▸ Tasks and exercises
a: Copy word for word everything in the little fire ant passage from "The KISC website states" down to "ants’ impacts worldwide.".
b: For each statement, say yes or no according to the little fire ant passage, and quote the words that decide it. (i) The little fire ant is native to South America. (ii) The little fire ant is longer than the tropical fire ant. (iii) Mota Lava island has no little fire ants.

▸ Excerpt to read
The little fire ant is considered by the Pacific Invasive Ant Key “the most dangerous threat to the Pacific Island Region.”
The ant is native to South America, but is rapidly spreading across many tropical regions, according to PIAkey.
“It is well documented as causing devastating damage to ecological and agricultural systems, and also poses significant human health risks,” states PIAkey, adding that the ant is considered to be one of the 100 worst invasive species in the world by the Invasive Species Specialist Group of the International Union for Conservation of Nature.
The ants infest agricultural fields, damaging crops and stinging workers, states the KISC website.
The stings produce large, painful, raised, red welts that can last for several days, aching painfully at first and later itching intensely in spells, according to CTAHR. The tiny ants are not quick to sting when handled, but will do so if trapped beneath clothing.
The KISC website states that the ants promote plant pests, such as aphids, white flies and scale insects, which secrete plant sap that the ants eat — the ants protect those insects from natural predators and parasites.
The little fire ants are not to be confused with the tropical fire ant, a stinging red ant that is two-to-three times longer, according to CTAHR.
The Global Invasive Species Database, managed by the ISSG of the IUCN has an extensive list of the ants’ impacts worldwide.
In Vanuatu, the little fire ant deters people from tending to crops, reducing productivity and imposing economic hardships. The ants sting even chickens. In Vanuatu’s Vanua Lava island, a lack of butterflies has been noted. Mota Lava island is free of little fire ants and has abundant butterflies.
In Wewak, Papua New Guinea, the ants over-run gardens and homes in residents’ houses and sting people, especially children. Control of insects within houses is expensive and many families may be forced to live with the ant.
In New Caledonia the ants have a negative impact on endemic ants, native spiders, beetles and reptiles.
In Guadalcanal, Solomon Islands, locals have reported that their dogs were all gradually blinded by the ants’ venom and rarely lived more than five years.
In French Polynesia, a progressive blindness syndrome has been documented in mammals and other animals that live in the proximity of colonies of the little fire ant.
In Gabon, house cats often have little fire ants in their fur, and several cats developed corneal clouding and blindness. Elephants with cloudy corneas are common in Petit Loango, as well as in Wonga Wongu. The ant also has a negative impact on Gabon’s native ants.

▸ Material provided
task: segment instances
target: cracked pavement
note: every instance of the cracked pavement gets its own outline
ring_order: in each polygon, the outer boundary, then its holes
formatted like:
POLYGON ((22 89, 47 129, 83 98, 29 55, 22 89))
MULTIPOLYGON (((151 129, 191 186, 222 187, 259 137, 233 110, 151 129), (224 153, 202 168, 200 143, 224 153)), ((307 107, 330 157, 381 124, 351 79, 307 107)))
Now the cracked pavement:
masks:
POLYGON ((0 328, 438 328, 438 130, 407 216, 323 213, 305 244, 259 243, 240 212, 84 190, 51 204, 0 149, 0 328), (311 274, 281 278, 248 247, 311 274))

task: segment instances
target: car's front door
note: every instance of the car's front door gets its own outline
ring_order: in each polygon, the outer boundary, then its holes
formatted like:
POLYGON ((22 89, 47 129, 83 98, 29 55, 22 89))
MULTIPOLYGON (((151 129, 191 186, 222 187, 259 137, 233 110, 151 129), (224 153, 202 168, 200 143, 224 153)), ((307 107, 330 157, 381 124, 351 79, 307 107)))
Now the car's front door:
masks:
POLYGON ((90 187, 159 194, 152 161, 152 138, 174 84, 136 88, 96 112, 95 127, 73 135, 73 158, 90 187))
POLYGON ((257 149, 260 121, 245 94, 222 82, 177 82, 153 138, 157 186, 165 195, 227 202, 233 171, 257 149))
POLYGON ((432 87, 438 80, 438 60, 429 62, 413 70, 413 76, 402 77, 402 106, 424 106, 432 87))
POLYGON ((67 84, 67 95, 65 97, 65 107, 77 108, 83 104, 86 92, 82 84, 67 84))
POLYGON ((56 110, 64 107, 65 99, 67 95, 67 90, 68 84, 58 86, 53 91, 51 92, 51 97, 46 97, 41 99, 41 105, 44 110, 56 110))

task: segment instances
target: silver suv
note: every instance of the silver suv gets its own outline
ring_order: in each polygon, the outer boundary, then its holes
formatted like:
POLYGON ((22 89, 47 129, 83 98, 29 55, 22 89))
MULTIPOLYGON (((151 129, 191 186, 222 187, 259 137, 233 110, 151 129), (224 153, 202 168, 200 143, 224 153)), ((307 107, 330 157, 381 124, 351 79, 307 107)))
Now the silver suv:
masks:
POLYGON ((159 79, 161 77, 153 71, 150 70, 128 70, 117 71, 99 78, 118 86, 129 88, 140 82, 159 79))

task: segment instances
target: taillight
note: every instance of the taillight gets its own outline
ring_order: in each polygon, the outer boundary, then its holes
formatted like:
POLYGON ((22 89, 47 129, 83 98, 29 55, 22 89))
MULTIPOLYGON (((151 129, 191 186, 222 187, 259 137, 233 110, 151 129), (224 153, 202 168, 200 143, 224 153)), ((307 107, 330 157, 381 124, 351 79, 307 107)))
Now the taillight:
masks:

▸ Response list
a:
The KISC website states that the ants promote plant pests, such as aphids, white flies and scale insects, which secrete plant sap that the ants eat — the ants protect those insects from natural predators and parasites.
The little fire ants are not to be confused with the tropical fire ant, a stinging red ant that is two-to-three times longer, according to CTAHR.
The Global Invasive Species Database, managed by the ISSG of the IUCN has an extensive list of the ants’ impacts worldwide.

b:
(i) Yes: "The ant is native to South America"
(ii) No: "the tropical fire ant, a stinging red ant that is two-to-three times longer"
(iii) Yes: "Mota Lava island is free of little fire ants"